_Exercise details:_
Edit the article on IIT faculty hiring: reproduce the passage that begins at the words "Nearly 60% of" and stops after "on their rolls.", changing "NYC office" to "New York office".

_Document text:_
==================================================
Tuesday 15 October 2013

IITs go extra mile to draw top-class faculty; offer start-up grants of Rs 1 cr E

MUMBAI|KOLKATA: Last month, when IIT Kanpur
opened its overseas office in New York - the first of
its kind across any IIT- fund-raising was one of the
drivers behind the move. The other was faculty
hiring.
Nearly 60% of the institute's faculty comes from
North America, and the NYC office will be involved
in reaching out to such potential candidates,
encouraging them to apply and help address their
concerns.
It shows just how seriously the Indian Institutes of
Technology (IITs) are taking their hiring efforts.
From start-up grants that can go up to Rs 1 crore,
incentive schemes funded by donor money, special
young faculty awards and job scouting for spouses
to setting up faculty search committees and fast-
tracking the hiring process, the premier engineering
institutes are going all out to get the best and the
brightest on their rolls.
==================================================
_Supplied information:_
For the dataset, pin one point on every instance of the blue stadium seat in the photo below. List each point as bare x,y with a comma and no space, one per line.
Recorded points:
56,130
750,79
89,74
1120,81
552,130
==================================================
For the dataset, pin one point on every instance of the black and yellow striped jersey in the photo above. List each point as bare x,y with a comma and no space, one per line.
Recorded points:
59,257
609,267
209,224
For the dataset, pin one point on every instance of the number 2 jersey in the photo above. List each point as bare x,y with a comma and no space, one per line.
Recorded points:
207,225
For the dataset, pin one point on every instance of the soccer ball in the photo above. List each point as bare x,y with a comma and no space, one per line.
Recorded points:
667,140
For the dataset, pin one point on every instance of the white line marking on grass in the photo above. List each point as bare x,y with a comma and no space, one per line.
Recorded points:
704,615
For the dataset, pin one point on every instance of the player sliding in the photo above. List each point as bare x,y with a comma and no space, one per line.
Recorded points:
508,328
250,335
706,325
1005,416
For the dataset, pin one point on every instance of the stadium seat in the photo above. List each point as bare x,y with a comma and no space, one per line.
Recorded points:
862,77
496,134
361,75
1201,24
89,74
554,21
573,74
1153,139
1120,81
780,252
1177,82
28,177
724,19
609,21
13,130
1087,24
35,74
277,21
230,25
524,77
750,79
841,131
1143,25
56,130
==================================================
_Your solution:_
Nearly 60% of the institute's faculty comes from
North America, and the New York office will be involved
in reaching out to such potential candidates,
encouraging them to apply and help address their
concerns.
It shows just how seriously the Indian Institutes of
Technology (IITs) are taking their hiring efforts.
From start-up grants that can go up to Rs 1 crore,
incentive schemes funded by donor money, special
young faculty awards and job scouting for spouses
to setting up faculty search committees and fast-
tracking the hiring process, the premier engineering
institutes are going all out to get the best and the
brightest on their rolls.